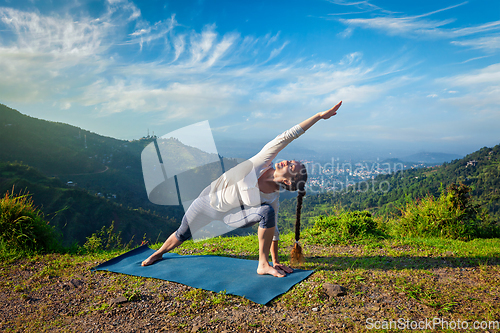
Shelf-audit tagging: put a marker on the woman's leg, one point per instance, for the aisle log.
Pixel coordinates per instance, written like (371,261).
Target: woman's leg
(197,212)
(265,240)
(265,216)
========================================================================
● **TASK DIRECTIONS**
Once you have counted the lines of the records holding the string "instance", state that number with no other words.

● **TASK RESULT**
2